*STATED GOAL A*. Print the portion of the bug report between "[1 Dec 2003 13:37]" and "here as well.", inclusive.

| Bug #1649 | Race condition with Temporary tables during Alters | ||
|---|---|---|---|
| Submitted: | 24 Oct 2003 15:21 | Modified: | 1 Dec 2003 13:37 |
| Reporter: | Dathan Pattishall | Email Updates: | |
| Status: | Closed | Impact on me: | |
| Category: | MySQL Server | Severity: | S2 (Serious) |
| Version: | 4.0.15 | OS: | Linux (Linux ef248.friendfinderinc.com) |
| Assigned to: | CPU Architecture: | Any | |
[1 Dec 2003 13:21]
Dean Ellis
I cannot repeat this with the latest sources from the 4.0.17 BitKeeper repository. You might try testing it with a newer release. Thank you.
[1 Dec 2003 13:37]
Guilhem Bichot
Sorry Dean; I discussed this bug on mysql@lists and bugs@lists where it was originally reported, and did not notice that it had been entered here as well.

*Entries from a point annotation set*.
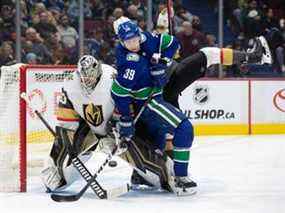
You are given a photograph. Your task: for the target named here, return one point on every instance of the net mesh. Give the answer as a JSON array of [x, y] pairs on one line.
[[43, 86]]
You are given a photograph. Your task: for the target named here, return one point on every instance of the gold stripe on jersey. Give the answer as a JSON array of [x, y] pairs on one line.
[[64, 114], [227, 56]]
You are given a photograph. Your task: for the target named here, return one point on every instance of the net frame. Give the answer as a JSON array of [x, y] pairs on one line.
[[23, 127]]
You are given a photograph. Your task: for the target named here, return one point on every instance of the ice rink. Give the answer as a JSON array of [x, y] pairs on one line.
[[235, 174]]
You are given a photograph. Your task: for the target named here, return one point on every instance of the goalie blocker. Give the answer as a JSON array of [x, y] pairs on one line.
[[153, 166]]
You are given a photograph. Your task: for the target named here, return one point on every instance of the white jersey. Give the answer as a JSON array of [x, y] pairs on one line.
[[96, 109]]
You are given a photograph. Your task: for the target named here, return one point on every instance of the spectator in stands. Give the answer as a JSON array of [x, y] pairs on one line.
[[252, 20], [38, 8], [7, 25], [141, 23], [31, 58], [67, 34], [42, 52], [45, 27], [97, 8], [133, 13], [54, 3], [191, 39], [57, 51], [181, 15], [107, 54], [269, 21], [118, 12], [6, 54], [73, 10], [211, 40], [196, 23], [56, 13], [141, 9], [95, 42]]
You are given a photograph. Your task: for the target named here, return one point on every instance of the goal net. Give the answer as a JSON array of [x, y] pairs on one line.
[[24, 140]]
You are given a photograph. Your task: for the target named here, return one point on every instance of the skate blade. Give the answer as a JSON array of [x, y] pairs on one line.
[[266, 57], [185, 192]]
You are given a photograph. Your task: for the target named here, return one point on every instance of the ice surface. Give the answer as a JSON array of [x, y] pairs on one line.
[[235, 174]]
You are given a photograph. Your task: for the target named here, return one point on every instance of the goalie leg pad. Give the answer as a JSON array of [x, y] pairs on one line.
[[58, 172]]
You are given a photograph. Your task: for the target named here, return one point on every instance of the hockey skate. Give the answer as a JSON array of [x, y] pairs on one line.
[[183, 186], [260, 52], [138, 182]]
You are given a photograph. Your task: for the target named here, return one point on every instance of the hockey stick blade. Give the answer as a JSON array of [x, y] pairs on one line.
[[111, 193], [75, 197]]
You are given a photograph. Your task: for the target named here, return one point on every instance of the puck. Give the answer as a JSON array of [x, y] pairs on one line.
[[112, 163]]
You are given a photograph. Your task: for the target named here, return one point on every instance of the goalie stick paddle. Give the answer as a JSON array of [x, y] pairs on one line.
[[119, 191], [80, 167], [75, 197]]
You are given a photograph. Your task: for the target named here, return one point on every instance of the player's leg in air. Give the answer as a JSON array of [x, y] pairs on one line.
[[194, 67]]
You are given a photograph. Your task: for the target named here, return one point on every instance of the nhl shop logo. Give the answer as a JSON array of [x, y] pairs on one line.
[[201, 94], [279, 100]]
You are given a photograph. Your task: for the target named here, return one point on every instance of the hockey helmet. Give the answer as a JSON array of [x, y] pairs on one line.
[[89, 69], [128, 30]]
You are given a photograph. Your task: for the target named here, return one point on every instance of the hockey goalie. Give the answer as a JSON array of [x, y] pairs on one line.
[[86, 110], [85, 114]]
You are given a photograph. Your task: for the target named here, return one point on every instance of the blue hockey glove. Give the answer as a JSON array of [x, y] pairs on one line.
[[159, 75], [126, 128]]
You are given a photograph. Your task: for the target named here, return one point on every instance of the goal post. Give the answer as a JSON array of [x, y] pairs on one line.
[[22, 134]]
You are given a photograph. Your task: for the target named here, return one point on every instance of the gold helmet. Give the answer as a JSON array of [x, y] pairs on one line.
[[89, 70]]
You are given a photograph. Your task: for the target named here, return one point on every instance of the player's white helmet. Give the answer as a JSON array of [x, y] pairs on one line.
[[89, 70]]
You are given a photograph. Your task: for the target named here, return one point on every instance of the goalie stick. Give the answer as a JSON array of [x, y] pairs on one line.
[[80, 167], [75, 197]]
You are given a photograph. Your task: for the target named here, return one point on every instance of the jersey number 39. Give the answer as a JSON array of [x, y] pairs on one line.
[[129, 74]]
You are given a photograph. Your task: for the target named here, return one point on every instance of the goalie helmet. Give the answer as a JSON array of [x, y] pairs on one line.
[[89, 70]]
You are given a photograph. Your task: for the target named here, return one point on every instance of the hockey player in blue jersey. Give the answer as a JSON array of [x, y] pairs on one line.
[[139, 82]]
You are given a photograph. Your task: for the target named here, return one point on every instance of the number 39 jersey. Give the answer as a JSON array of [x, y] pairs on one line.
[[95, 109]]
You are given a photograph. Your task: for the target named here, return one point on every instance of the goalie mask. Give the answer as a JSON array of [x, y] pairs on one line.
[[89, 70]]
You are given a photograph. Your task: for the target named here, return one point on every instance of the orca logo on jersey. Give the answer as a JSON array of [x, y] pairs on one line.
[[279, 100], [201, 94], [93, 114]]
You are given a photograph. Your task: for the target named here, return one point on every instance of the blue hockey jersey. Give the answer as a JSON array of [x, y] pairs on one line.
[[133, 83]]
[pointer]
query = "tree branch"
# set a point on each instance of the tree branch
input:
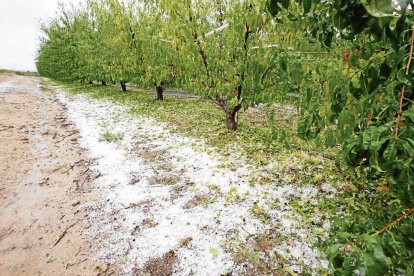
(407, 71)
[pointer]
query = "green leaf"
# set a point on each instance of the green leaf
(379, 8)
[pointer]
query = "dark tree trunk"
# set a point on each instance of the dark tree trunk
(230, 112)
(123, 86)
(160, 90)
(231, 120)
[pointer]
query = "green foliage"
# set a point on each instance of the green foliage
(364, 117)
(347, 89)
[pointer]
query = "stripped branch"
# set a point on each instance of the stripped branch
(394, 222)
(407, 71)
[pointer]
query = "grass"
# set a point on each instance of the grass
(110, 137)
(295, 161)
(21, 73)
(298, 161)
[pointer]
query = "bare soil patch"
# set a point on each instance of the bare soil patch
(44, 178)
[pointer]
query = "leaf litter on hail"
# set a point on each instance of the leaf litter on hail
(151, 176)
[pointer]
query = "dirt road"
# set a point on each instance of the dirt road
(43, 179)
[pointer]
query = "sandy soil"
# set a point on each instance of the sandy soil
(44, 178)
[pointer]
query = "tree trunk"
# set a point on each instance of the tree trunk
(231, 120)
(123, 86)
(160, 90)
(230, 112)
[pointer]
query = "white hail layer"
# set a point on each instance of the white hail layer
(208, 226)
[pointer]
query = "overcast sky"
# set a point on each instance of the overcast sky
(20, 29)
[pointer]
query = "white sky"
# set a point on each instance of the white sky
(20, 29)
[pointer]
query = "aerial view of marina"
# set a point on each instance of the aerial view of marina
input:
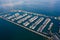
(30, 20)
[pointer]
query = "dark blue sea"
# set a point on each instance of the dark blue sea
(10, 31)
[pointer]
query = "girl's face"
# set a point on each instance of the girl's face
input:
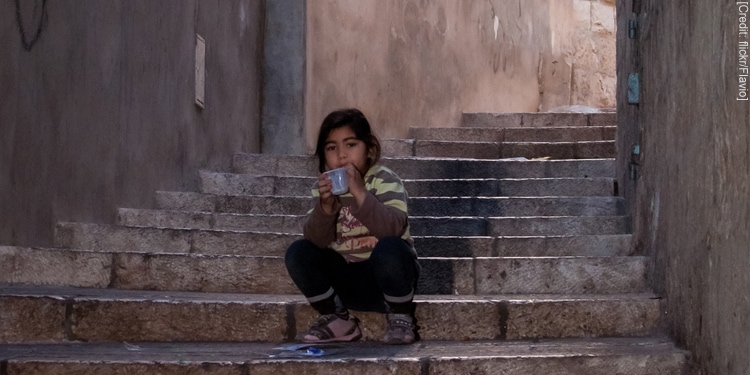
(342, 147)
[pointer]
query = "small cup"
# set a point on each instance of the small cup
(340, 183)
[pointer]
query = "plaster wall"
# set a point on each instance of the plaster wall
(690, 203)
(100, 112)
(423, 63)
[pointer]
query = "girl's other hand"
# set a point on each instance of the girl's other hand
(327, 200)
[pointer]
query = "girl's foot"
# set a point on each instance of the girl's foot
(332, 328)
(400, 329)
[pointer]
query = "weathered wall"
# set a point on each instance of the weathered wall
(100, 113)
(423, 63)
(692, 212)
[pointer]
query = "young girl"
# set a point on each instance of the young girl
(357, 252)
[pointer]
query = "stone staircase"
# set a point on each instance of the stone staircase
(527, 268)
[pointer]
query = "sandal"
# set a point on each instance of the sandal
(400, 329)
(332, 328)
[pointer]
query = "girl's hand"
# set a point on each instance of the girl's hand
(327, 200)
(356, 183)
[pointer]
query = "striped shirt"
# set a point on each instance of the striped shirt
(353, 231)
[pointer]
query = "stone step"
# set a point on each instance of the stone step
(518, 226)
(499, 150)
(495, 134)
(267, 275)
(58, 314)
(242, 184)
(591, 356)
(420, 225)
(112, 238)
(434, 168)
(418, 206)
(515, 120)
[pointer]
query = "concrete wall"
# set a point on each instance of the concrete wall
(100, 112)
(692, 212)
(423, 63)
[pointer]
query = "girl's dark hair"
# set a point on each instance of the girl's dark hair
(356, 120)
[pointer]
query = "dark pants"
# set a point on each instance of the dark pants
(388, 278)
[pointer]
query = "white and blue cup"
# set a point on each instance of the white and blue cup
(340, 183)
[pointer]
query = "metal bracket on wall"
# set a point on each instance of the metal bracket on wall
(200, 71)
(634, 88)
(632, 28)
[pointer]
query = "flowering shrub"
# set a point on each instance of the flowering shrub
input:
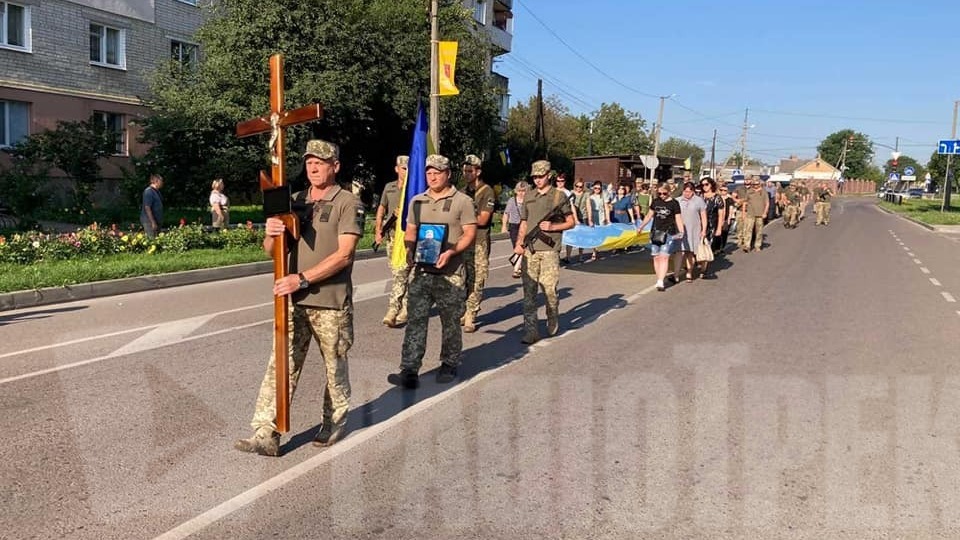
(95, 242)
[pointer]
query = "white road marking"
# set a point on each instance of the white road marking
(355, 439)
(112, 356)
(128, 331)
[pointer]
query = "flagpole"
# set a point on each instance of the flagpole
(434, 76)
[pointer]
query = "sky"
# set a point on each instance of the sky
(804, 69)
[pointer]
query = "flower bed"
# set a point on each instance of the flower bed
(95, 242)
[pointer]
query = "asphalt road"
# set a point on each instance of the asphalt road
(811, 391)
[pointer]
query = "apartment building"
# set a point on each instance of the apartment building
(73, 59)
(496, 19)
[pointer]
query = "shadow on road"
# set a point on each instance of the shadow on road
(503, 350)
(40, 314)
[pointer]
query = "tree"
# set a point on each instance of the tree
(680, 148)
(859, 151)
(903, 162)
(617, 131)
(366, 61)
(563, 135)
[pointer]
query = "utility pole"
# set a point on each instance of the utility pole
(743, 142)
(947, 183)
(713, 156)
(434, 76)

*STATED GOAL B*. Rescale only the records between the lines holding "of the orca" and "[[133, 83]]", inclusive. Rewrite those lines, requests included, with every coordinate in the answers multiplied by 0.25 and rounded to a whole number, halves rounding up.

*EXPECTED OUTPUT A*.
[1 Dec 2003 13:37]
Guilhem Bichot
Sorry Dean; I discussed this bug on mysql@lists and bugs@lists where it was originally reported, and did not notice that it had been entered here as well.

*EXPECTED OUTPUT B*.
You are given a photograph. Your task: for the target named here, return one point on every instance of the orca logo on jersey. Give the answer as a JSON array of [x, y] pairs on one line.
[[70, 25], [50, 24], [23, 29]]
You are given a photograph. Your task: for the target named here, return one point on every instance of the blue hockey jersey. Give the answer as a JSON array of [x, y] pairs on one line.
[[33, 21]]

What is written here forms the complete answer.